== SOURCE EXTRACT ==
= = = = = = =

A Market Where the Buyers Are Also the Product
A strange and persistent bottleneck sits between the AI field and the next order-of-magnitude improvement in model quality. It is not GPUs, not data centers, not even a shortage of clever architectures. The bottleneck is the benchmark itself. For a decade, the field has measured intelligence against static, human-curated test sets: ImageNet for vision, GLUE for language, the ever-growing zoo of leaderboards that grade a model against a frozen pile of labeled examples. These benchmarks are expensive to build, easy to game, biased toward their own distributions, and they saturate before the next paper hits the arXiv. Worse, they need a central authority to author, distribute, and trust. As the number of models and tasks explodes, the central benchmark cannot keep up.
Yuma Rao, Jacob Steeves, Ala Shaabana, Daniel Attevelt, and Matthew McAteer, working at the Opentensor Foundation, bet against the central benchmark in their preprint BitTensor: A Peer-to-Peer Intelligence Market (arXiv:2003.03917, v2, March 2021). Their proposal replaces the central authority with a market in which intelligence is priced by other intelligence systems, peer to peer, across the open internet. No central dataset sits behind it. No central judge makes the call. A ledger of weights, a graph of mutual scoring, and a token called TAO pay the winners. The result, if it works, runs a continuous training process: better models earn more weight, more weight means more influence over how the rest of the network is judged, and that influence in turn pulls in even better models. It is a closed loop. It is, to put it gently, a wild idea.

= = = = = = =

(Dataset rows showing where objects appear)
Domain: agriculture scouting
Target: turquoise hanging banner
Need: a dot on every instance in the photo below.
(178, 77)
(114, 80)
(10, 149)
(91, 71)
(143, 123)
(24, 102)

= = = = = = =

== EXERCISE TASK ==
Reproduce the passage on the peer-to-peer intelligence market from "A Market Where" up to and including "cannot keep up.", switching "bottleneck" to "constraint" throughout.

== RESPONSE TO THE TASK ==
A Market Where the Buyers Are Also the Product
A strange and persistent constraint sits between the AI field and the next order-of-magnitude improvement in model quality. It is not GPUs, not data centers, not even a shortage of clever architectures. The constraint is the benchmark itself. For a decade, the field has measured intelligence against static, human-curated test sets: ImageNet for vision, GLUE for language, the ever-growing zoo of leaderboards that grade a model against a frozen pile of labeled examples. These benchmarks are expensive to build, easy to game, biased toward their own distributions, and they saturate before the next paper hits the arXiv. Worse, they need a central authority to author, distribute, and trust. As the number of models and tasks explodes, the central benchmark cannot keep up.